Monday, November 11, 2013

RUMAH BETANG, RUMAH ADAT DAN BUDAYA DAYAK YANG HAMPIR TERSINGKIRKAN

Terinspirasi dan bersumber dari buku “Pergulatan Identitas Dayak Dan Indonesia: Belajar dari Tjilik Riwut” Penerbit Galangpress, April 2006.

Rumah Betang adalah rumah adat khas Kalimantan yang terdapat di berbagai penjuru Kalimantan, terutama di daerah hulu sungai yang biasanya menjadi pusat pemukiman suku Dayak, dimana sungai merupakan jalur transportasi utama bagi suku Dayak untuk melakukan berbagai mobilitas kehidupan sehari-hari seperti pergi bekerja ke ladang dimana ladang suku Dayak biasanya jauh dari pemukiman penduduk, atau melakukan aktifitas perdagangan (jaman dulu suku Dayak biasanya berdagang dengan menggunakan system barter yaitu dengan saling menukarkan hasil ladang, kebun maupun ternak).

Entri yang termuat dalam dataset:
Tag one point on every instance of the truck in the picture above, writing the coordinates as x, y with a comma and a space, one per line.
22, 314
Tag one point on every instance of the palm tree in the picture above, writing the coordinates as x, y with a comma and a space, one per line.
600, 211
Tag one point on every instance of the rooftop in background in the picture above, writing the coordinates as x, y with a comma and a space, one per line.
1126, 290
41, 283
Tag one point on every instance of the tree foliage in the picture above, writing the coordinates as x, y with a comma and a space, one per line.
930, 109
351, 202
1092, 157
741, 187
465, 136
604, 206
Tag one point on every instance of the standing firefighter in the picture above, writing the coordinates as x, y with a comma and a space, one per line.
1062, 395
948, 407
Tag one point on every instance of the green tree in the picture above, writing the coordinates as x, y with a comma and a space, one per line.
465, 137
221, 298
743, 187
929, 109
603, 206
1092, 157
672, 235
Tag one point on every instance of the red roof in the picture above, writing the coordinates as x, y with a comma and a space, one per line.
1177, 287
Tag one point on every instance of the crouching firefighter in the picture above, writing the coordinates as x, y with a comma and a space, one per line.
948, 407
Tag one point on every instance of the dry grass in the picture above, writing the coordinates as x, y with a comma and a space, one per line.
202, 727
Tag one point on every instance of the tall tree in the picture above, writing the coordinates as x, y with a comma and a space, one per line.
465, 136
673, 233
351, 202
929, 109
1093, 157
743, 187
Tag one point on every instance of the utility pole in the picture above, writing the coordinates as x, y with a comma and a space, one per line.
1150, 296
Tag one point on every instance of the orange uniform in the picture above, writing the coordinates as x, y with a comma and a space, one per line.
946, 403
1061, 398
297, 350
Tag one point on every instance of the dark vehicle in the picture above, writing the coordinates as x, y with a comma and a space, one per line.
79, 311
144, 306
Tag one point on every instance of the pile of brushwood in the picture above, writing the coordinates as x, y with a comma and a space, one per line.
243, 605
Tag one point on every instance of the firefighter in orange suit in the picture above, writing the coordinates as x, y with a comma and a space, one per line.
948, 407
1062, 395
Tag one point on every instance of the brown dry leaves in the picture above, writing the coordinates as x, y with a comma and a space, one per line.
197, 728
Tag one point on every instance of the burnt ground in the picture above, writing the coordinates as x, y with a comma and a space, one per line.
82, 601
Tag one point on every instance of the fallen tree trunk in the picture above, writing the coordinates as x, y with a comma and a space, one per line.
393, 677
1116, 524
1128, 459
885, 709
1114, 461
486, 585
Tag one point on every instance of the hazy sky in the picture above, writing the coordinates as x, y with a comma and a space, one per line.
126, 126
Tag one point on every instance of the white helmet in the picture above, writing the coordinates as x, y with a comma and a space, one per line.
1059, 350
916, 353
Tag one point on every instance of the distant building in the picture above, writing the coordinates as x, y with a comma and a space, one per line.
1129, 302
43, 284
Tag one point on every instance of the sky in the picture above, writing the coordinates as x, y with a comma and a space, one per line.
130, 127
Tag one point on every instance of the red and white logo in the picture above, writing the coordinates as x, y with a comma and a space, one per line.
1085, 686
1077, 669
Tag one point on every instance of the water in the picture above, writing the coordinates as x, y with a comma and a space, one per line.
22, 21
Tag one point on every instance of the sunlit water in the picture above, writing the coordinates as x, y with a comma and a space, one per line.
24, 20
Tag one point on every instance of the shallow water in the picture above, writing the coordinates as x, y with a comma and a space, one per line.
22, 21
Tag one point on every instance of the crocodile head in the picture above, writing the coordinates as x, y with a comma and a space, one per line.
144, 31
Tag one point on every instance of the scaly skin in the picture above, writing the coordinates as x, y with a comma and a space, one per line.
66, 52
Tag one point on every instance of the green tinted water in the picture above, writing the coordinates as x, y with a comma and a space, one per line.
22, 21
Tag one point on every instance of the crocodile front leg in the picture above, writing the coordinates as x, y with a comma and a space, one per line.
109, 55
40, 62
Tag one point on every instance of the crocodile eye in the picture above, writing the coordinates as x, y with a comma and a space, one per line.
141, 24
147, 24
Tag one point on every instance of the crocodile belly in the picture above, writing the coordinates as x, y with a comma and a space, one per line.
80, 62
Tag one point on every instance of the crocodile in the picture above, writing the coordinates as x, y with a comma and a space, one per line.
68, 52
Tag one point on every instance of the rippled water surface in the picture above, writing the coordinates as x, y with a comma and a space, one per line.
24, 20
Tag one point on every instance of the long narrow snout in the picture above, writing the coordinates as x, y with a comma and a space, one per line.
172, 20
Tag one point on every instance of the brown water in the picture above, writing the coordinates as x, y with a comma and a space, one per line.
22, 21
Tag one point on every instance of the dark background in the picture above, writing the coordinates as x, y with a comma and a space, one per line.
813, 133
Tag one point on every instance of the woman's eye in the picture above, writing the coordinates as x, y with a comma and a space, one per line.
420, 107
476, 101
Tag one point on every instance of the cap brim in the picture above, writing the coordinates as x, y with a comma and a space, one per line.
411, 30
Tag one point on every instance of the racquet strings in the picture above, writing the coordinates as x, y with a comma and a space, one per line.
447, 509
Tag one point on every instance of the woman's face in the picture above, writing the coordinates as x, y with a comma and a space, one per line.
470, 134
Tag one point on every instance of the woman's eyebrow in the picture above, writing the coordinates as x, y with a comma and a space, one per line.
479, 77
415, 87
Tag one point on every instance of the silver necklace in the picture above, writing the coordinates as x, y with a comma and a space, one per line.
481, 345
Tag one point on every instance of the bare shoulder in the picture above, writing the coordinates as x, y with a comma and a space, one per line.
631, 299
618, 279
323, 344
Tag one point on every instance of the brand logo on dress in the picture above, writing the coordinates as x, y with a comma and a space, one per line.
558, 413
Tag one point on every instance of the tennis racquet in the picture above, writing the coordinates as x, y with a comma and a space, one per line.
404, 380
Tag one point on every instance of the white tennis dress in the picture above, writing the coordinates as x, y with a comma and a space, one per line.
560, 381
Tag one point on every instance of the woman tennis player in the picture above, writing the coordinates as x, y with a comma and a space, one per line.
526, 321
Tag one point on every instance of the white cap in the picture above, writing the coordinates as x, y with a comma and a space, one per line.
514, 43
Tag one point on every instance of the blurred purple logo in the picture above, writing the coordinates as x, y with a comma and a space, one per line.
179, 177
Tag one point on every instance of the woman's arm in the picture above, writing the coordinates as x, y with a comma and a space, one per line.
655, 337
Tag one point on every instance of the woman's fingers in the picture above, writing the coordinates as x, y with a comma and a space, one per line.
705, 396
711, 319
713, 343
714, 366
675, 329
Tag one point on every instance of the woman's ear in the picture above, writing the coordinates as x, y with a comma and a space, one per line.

• [Tugas Latihan]
**A.** Berdasarkan teks tentang Rumah Betang, jelaskan dalam satu sampai tiga kalimat mengapa sungai sangat penting bagi kehidupan sehari-hari suku Dayak.
**B.** Salin persis bagian teks tentang Rumah Betang, dimulai dari "Terinspirasi dan bersumber" dan terus sampai "kebun maupun ternak).".
**C.** Tuliskan lanjutan teks tentang Rumah Betang, dimulai setelah kalimat terakhir yang ditampilkan.

• [Jawaban Latihan]
**A.** Sungai merupakan jalur transportasi utama bagi suku Dayak dalam kegiatan sehari-hari. Sungai dipakai untuk pergi bekerja ke ladang, yang biasanya jauh dari permukiman penduduk, dan untuk berdagang.

**B.**
Terinspirasi dan bersumber dari buku “Pergulatan Identitas Dayak Dan Indonesia: Belajar dari Tjilik Riwut” Penerbit Galangpress, April 2006.

Rumah Betang adalah rumah adat khas Kalimantan yang terdapat di berbagai penjuru Kalimantan, terutama di daerah hulu sungai yang biasanya menjadi pusat pemukiman suku Dayak, dimana sungai merupakan jalur transportasi utama bagi suku Dayak untuk melakukan berbagai mobilitas kehidupan sehari-hari seperti pergi bekerja ke ladang dimana ladang suku Dayak biasanya jauh dari pemukiman penduduk, atau melakukan aktifitas perdagangan (jaman dulu suku Dayak biasanya berdagang dengan menggunakan system barter yaitu dengan saling menukarkan hasil ladang, kebun maupun ternak).

**C.**
Bentuk dan besar rumah Betang ini bervariasi di berbagai tempat. Ada rumah Betang yang mencapai panjang 150 meter dan lebar hingga 30 meter. Umumnya rumah Betang di bangun dalam bentuk panggung dengan ketinggian tiga sampai lima meter dari tanah. Tingginya bangunan rumah Betang ini saya perkirakan untuk menghindari datangnya banjir pada musim penghujan yang mengancam daerah-daerah di hulu sungai di Kalimantan. Beberapa unit pemukiman bisa memiliki rumah Betang lebih dari satu buah tergantung dari besarnya rumah tangga anggota komunitas hunian tersebut. Setiap rumah tangga (keluarga) menempati bilik (ruangan) yang di sekat-sekat dari rumah Betang yang besar tersebut, di samping itu pada umumnya suku Dayak juga memiliki rumah-rumah tunggal yang dibangun sementara waktu untuk melakukan aktivitas perladangan, hal ini disebabkan karena jauhnya jarak antara ladang dengan tempat pemukiman penduduk.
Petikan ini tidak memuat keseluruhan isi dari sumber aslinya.